▶ **To do**
Quote word for word every line of the material, starting with the line that contains "If you don't mind, please locate the blurred background" and going on through the end of the material.

Dataset items
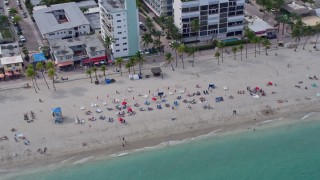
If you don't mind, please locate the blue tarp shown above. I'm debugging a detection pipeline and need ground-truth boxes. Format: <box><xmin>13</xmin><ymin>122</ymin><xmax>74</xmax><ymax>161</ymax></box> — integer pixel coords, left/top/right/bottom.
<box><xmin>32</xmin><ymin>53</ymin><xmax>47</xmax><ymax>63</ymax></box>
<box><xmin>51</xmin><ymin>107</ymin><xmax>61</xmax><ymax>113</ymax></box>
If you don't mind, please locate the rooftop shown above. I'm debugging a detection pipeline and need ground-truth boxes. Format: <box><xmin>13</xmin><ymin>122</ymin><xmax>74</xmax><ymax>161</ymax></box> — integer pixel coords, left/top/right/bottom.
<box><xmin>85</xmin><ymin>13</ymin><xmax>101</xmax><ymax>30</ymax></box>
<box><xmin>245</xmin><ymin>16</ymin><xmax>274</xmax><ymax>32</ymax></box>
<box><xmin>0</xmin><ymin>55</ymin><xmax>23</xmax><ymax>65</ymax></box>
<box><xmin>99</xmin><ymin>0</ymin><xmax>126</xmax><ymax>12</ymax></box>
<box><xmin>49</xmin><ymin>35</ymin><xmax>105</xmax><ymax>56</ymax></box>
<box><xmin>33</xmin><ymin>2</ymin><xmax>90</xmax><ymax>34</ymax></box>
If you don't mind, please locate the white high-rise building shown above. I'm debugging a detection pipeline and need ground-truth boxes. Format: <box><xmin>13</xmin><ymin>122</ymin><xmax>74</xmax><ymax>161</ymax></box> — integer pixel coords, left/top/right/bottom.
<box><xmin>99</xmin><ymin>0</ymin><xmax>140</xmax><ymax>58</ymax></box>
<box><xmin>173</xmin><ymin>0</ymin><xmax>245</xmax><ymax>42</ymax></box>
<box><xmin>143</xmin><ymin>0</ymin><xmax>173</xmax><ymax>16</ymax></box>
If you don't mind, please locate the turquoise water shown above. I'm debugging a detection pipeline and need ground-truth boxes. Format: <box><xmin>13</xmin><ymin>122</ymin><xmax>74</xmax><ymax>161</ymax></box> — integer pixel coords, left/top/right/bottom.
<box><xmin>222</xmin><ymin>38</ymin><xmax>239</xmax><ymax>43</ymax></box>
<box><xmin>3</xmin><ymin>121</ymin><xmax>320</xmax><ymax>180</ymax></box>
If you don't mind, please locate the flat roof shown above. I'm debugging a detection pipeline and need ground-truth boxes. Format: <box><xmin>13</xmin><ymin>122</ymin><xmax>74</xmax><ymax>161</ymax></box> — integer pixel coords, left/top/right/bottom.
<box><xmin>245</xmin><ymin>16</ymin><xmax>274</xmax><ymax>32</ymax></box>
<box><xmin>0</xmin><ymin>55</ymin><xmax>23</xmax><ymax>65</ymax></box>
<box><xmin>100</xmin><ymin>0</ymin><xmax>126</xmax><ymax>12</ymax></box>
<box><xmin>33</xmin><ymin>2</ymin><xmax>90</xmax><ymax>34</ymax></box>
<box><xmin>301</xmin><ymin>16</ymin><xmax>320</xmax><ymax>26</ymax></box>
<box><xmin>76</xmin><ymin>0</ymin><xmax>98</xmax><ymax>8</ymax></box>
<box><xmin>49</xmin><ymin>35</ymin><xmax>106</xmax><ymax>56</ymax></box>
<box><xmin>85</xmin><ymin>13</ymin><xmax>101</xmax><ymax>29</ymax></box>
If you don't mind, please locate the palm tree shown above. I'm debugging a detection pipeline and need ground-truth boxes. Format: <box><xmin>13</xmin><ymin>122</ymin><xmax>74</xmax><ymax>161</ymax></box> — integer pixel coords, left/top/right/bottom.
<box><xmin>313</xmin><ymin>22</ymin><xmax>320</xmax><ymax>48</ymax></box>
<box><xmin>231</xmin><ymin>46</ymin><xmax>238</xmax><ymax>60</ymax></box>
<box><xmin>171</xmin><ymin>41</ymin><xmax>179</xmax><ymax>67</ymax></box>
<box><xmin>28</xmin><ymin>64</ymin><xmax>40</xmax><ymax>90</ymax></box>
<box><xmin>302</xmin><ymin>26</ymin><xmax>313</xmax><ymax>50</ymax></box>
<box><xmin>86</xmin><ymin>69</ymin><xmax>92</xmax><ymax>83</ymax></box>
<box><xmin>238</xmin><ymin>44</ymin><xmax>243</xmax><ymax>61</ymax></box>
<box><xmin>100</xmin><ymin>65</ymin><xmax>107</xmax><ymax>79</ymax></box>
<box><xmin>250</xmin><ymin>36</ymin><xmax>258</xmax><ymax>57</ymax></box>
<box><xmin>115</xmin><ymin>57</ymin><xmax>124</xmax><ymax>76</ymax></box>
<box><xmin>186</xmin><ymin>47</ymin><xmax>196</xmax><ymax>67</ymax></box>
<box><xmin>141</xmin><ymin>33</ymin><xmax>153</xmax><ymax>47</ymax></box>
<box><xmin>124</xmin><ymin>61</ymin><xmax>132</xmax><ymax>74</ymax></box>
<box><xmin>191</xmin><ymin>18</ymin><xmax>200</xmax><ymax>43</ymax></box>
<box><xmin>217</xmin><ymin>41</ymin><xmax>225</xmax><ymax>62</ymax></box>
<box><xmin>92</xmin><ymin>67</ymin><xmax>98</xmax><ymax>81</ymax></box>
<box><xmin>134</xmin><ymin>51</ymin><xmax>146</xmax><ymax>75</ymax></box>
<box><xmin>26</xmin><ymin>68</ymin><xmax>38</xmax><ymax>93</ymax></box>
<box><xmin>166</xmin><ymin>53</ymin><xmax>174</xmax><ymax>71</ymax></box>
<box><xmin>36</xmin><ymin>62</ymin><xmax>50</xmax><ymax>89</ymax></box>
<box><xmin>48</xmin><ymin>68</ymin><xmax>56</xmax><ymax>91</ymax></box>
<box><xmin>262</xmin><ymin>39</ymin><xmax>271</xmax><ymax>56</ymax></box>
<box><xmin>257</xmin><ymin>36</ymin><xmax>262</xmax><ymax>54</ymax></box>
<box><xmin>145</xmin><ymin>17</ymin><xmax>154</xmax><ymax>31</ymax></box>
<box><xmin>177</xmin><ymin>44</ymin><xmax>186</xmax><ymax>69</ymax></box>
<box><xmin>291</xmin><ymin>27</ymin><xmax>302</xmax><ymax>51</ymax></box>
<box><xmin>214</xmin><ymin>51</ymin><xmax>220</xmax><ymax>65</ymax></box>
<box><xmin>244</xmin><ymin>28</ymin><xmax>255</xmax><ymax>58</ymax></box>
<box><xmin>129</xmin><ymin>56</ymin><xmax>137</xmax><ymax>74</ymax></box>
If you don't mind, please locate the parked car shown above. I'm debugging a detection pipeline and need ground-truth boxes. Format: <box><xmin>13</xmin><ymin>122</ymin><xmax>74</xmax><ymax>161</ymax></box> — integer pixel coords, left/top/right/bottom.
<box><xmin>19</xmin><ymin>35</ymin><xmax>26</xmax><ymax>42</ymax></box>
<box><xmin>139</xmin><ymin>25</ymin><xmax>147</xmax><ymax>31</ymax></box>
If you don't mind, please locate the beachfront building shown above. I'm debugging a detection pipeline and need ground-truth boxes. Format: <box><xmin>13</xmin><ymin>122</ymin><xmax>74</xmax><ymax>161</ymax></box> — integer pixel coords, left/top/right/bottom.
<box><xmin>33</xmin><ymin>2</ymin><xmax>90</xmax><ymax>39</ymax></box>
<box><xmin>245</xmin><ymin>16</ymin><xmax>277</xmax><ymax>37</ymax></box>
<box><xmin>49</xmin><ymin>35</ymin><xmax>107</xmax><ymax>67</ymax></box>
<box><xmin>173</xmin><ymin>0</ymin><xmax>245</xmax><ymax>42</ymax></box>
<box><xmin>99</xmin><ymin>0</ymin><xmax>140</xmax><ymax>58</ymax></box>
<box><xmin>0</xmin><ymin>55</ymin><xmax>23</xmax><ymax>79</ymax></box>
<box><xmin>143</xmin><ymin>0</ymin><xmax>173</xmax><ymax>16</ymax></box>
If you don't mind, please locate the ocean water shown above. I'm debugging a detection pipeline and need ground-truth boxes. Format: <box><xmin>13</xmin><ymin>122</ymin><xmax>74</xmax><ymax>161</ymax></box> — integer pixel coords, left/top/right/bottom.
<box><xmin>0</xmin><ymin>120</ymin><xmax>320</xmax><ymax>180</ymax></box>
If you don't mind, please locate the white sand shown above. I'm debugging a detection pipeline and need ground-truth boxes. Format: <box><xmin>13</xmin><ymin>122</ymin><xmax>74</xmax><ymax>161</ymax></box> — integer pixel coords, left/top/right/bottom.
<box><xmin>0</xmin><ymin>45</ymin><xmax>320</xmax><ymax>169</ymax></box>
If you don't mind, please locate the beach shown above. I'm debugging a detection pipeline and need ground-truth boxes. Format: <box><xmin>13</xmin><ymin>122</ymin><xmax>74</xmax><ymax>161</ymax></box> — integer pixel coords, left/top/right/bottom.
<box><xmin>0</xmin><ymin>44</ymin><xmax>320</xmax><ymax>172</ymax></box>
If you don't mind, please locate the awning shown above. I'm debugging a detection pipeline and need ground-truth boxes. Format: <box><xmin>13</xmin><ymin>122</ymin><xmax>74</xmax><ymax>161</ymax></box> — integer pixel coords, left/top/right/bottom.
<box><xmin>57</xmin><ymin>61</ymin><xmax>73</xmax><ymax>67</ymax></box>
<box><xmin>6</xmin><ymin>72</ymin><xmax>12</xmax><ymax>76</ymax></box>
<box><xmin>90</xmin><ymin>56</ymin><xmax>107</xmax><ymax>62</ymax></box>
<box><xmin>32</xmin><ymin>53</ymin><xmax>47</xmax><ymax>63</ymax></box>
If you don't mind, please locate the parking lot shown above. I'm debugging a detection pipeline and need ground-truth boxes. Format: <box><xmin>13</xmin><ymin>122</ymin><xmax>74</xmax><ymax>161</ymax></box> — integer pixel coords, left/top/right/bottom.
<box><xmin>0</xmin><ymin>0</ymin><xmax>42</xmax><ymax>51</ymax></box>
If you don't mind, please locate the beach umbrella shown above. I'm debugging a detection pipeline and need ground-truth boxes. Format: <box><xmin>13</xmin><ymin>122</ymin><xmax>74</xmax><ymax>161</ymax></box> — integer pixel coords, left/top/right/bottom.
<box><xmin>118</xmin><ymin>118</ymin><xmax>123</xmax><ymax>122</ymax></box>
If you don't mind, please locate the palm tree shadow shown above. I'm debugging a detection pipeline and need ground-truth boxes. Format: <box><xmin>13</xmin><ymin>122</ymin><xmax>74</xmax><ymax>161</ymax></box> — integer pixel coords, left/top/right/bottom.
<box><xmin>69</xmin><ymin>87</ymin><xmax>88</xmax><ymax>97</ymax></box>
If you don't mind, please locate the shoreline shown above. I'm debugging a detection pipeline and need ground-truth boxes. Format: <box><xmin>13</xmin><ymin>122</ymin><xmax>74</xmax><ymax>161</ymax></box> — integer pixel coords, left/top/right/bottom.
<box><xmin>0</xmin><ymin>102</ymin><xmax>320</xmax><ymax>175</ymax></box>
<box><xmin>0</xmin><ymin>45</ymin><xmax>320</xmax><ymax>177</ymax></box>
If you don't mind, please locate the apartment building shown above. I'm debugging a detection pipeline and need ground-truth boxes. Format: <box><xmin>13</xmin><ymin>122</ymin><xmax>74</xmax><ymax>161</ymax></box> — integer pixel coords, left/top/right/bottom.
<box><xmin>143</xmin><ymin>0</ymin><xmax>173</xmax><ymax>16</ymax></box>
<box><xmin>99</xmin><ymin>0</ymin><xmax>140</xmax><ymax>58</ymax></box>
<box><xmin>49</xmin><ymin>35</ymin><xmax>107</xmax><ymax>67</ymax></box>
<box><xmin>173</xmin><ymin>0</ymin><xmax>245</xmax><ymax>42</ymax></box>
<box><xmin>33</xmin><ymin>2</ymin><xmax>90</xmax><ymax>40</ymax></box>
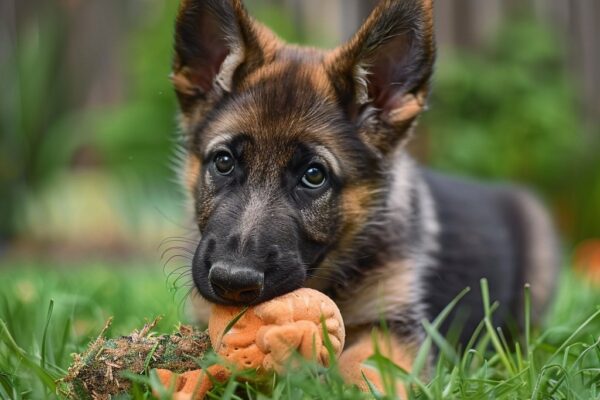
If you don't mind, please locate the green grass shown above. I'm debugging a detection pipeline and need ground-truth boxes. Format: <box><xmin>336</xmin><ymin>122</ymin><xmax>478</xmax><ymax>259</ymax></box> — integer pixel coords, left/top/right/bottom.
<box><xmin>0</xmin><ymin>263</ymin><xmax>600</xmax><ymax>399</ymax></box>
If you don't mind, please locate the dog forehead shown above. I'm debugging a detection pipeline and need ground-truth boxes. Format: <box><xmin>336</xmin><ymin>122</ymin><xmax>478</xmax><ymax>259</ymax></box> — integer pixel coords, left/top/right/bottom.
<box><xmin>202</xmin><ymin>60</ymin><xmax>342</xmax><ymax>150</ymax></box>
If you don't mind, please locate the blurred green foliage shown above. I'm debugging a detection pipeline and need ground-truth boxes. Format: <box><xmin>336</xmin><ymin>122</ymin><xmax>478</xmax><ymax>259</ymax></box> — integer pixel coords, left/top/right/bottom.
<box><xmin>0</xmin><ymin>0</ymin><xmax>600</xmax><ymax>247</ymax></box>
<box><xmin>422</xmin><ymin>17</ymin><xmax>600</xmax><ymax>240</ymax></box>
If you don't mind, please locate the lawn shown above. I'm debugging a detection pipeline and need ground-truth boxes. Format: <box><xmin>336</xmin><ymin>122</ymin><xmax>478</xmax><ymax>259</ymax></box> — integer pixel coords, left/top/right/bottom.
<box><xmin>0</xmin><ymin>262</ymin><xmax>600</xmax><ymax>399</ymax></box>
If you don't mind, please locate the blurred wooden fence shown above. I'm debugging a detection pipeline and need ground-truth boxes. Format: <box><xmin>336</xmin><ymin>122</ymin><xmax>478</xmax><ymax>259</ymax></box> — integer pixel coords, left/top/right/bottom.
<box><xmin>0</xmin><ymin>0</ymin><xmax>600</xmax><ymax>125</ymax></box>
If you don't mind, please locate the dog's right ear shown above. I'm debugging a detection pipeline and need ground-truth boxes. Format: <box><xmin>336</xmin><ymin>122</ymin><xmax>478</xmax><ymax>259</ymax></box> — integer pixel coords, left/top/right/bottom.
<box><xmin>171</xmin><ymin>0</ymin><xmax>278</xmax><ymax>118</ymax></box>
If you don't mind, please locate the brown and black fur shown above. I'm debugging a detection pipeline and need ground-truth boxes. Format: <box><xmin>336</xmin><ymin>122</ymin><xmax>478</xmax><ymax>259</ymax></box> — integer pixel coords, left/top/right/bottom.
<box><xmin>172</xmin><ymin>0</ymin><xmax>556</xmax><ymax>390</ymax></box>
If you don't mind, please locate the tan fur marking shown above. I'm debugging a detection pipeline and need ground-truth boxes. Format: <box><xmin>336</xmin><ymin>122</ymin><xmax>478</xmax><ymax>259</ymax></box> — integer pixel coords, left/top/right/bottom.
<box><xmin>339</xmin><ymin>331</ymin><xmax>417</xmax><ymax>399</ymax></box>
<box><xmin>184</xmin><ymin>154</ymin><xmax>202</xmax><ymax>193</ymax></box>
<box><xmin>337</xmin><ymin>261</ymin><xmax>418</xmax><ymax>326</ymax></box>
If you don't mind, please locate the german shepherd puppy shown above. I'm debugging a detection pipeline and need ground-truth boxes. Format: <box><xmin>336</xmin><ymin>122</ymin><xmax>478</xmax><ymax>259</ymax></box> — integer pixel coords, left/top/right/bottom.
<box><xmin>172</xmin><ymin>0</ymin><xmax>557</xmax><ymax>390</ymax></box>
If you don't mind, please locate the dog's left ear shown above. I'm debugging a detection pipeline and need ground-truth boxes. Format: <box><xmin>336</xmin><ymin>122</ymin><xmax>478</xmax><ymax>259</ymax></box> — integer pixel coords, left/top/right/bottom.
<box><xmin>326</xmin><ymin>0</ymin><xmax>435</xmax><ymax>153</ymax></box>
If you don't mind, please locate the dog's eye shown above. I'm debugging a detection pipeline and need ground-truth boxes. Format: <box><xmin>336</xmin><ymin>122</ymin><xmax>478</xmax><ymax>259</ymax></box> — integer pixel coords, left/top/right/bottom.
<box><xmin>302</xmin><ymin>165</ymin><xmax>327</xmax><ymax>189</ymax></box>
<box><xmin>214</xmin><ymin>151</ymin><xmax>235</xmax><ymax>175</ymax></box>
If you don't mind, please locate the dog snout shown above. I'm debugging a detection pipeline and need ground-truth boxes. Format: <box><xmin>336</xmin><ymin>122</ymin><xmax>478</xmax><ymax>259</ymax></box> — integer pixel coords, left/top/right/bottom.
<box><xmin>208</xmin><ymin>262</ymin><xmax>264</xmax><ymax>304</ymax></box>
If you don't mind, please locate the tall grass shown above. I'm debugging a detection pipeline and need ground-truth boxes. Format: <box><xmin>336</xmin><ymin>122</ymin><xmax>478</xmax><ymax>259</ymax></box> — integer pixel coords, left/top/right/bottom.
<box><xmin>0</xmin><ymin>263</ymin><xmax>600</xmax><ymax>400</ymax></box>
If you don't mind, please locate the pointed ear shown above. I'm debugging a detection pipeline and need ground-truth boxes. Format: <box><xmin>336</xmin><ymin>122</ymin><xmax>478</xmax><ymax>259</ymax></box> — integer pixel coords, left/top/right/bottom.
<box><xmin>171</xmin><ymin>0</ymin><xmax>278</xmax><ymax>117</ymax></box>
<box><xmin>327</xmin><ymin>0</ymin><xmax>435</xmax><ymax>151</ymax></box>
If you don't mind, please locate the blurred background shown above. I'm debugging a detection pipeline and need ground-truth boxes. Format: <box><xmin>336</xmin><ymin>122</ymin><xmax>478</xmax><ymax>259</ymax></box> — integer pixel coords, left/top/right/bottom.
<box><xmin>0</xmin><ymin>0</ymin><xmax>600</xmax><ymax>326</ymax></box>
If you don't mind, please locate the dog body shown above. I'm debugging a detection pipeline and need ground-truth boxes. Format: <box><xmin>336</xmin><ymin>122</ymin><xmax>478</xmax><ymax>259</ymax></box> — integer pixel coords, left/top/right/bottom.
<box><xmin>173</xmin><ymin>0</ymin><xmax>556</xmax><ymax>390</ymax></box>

▶ **The solution**
If you don't mind, please locate the blurred background shown above. I'm debugging a detection pipeline and need ground-truth boxes. Format: <box><xmin>336</xmin><ymin>122</ymin><xmax>478</xmax><ymax>259</ymax></box> — integer pixel coords, left/top/right/bottom.
<box><xmin>0</xmin><ymin>0</ymin><xmax>600</xmax><ymax>326</ymax></box>
If you don't mind, please locate the dog body shown above. I'm debugging a detection pipeline and need ground-truth boxes. Format: <box><xmin>336</xmin><ymin>122</ymin><xmax>478</xmax><ymax>259</ymax></box> — integer pixel coords, left/top/right/bottom.
<box><xmin>173</xmin><ymin>0</ymin><xmax>556</xmax><ymax>390</ymax></box>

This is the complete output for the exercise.